━━━ Supplied records ━━━

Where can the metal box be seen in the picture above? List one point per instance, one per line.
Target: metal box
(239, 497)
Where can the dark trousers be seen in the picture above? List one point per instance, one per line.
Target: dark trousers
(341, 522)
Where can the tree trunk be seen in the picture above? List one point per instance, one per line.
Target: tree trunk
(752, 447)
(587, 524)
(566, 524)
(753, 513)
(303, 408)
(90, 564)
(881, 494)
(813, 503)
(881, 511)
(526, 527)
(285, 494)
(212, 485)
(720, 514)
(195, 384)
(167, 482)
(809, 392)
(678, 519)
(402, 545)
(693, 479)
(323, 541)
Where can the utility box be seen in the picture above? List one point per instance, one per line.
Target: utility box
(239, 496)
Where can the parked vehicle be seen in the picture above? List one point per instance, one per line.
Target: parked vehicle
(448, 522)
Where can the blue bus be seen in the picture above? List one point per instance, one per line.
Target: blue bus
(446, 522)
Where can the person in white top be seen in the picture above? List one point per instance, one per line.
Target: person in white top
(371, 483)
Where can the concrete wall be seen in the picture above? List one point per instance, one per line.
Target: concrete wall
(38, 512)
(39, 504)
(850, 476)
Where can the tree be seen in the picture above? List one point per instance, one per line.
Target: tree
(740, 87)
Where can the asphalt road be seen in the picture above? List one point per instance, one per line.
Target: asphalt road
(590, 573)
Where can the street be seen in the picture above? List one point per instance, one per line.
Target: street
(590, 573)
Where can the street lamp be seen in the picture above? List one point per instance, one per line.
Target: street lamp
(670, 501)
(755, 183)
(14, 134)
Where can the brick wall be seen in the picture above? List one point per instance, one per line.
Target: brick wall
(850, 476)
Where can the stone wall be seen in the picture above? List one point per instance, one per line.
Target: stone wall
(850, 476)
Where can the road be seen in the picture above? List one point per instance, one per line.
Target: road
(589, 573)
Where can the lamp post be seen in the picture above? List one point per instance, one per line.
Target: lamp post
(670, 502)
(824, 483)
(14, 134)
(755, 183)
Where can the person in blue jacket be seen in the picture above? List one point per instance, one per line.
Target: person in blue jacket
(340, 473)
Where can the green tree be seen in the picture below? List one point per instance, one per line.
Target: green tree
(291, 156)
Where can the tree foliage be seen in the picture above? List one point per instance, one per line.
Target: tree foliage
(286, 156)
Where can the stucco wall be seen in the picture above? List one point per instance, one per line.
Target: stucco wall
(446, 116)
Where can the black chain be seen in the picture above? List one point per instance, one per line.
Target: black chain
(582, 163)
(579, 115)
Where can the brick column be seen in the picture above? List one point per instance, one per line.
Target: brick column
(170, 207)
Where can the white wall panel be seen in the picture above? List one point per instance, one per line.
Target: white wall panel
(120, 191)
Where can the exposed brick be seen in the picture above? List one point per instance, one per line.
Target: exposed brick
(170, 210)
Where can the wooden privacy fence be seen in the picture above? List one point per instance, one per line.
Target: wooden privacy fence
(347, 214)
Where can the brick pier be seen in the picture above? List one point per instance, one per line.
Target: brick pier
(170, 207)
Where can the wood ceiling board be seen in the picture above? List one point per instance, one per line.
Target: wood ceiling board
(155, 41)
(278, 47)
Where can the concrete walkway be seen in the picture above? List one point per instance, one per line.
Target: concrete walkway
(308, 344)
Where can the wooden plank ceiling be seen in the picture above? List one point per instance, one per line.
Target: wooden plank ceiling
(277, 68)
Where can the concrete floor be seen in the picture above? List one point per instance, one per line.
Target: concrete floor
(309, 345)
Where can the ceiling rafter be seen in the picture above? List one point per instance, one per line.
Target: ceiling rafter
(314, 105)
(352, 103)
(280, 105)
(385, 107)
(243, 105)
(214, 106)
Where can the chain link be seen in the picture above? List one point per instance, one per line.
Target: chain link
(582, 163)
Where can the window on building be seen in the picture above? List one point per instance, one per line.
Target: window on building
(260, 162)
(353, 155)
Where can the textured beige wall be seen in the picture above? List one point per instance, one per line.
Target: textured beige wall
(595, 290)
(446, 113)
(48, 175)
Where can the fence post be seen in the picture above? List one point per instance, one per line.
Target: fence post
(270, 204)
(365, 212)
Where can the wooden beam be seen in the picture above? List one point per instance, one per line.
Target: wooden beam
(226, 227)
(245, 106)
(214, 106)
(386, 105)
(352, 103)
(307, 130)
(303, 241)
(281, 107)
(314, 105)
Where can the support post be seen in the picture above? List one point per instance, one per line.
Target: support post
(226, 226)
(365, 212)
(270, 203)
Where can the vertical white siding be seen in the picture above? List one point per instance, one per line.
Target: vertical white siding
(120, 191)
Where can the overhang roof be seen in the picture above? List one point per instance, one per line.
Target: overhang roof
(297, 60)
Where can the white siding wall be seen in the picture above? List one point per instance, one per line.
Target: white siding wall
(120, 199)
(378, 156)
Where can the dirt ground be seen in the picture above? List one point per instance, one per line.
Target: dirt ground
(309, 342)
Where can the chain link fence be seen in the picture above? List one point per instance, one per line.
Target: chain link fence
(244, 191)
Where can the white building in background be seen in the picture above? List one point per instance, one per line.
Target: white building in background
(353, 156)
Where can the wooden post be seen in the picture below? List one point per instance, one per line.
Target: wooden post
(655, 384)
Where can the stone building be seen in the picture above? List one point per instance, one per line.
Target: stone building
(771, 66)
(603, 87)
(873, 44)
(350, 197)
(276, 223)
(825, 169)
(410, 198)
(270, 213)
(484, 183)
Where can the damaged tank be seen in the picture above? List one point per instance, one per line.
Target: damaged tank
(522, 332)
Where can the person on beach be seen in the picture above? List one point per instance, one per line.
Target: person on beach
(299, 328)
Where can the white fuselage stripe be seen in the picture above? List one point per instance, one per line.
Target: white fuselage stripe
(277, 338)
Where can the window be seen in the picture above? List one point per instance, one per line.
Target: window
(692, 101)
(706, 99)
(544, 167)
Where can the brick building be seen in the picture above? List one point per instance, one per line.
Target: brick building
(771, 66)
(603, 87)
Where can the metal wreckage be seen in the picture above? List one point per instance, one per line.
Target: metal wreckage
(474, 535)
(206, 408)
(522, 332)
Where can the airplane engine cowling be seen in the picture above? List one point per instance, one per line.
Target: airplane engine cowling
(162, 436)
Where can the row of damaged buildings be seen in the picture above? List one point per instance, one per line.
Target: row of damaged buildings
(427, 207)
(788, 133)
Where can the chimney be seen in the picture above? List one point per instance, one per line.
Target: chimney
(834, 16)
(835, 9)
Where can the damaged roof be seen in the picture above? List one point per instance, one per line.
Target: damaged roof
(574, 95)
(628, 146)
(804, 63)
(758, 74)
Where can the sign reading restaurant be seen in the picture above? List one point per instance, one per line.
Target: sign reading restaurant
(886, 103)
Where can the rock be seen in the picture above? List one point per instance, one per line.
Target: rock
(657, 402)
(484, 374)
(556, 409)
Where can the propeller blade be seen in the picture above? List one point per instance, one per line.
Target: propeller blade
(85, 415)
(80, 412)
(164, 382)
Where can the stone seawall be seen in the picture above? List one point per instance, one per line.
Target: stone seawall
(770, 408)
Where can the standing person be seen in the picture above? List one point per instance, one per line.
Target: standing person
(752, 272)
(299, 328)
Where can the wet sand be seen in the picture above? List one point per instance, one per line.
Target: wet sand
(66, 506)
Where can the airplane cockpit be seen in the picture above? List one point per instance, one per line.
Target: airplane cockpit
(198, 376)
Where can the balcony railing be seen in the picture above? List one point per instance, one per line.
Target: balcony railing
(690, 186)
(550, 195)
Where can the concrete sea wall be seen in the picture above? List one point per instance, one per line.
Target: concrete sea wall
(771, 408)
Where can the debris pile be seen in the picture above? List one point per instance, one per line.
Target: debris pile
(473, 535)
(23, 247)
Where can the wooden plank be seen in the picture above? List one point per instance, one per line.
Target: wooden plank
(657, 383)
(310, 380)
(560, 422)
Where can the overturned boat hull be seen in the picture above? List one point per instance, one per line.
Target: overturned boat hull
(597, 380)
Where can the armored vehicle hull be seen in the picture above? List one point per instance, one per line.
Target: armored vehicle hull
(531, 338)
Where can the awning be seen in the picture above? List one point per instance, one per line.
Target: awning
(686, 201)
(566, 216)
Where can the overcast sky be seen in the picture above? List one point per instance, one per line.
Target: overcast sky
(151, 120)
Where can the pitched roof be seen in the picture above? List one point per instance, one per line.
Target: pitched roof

━━━

# Given exercise
Only the lines from the one containing "Where can the concrete sea" to the end of the data should be printed, exactly as they stand.

# Written reply
Where can the concrete sea wall be seen in the picture above? List one point per instance, one per line.
Target: concrete sea wall
(771, 408)
Where can the debris pile be seen in the picture above? List one point per instance, one per line.
Target: debris pile
(473, 535)
(23, 247)
Where can the wooden plank be seen in the picture above? List one point per instance, one per line.
Target: wooden plank
(657, 383)
(310, 380)
(560, 422)
Where can the overturned boat hull be seen in the picture above? List one point per instance, one per line.
Target: overturned boat hull
(597, 380)
Where can the armored vehicle hull be seen in the picture above? List one point per instance, one per line.
Target: armored vehicle hull
(531, 338)
Where can the awning be seen in the picture above? List one point per instance, one per line.
Target: awning
(686, 201)
(566, 216)
Where can the overcast sky be seen in the picture above? List one point per instance, one per line.
Target: overcast sky
(151, 120)
Where can the pitched roof be seen in the picture above? List one point per instance, one per line.
Target: pitched roof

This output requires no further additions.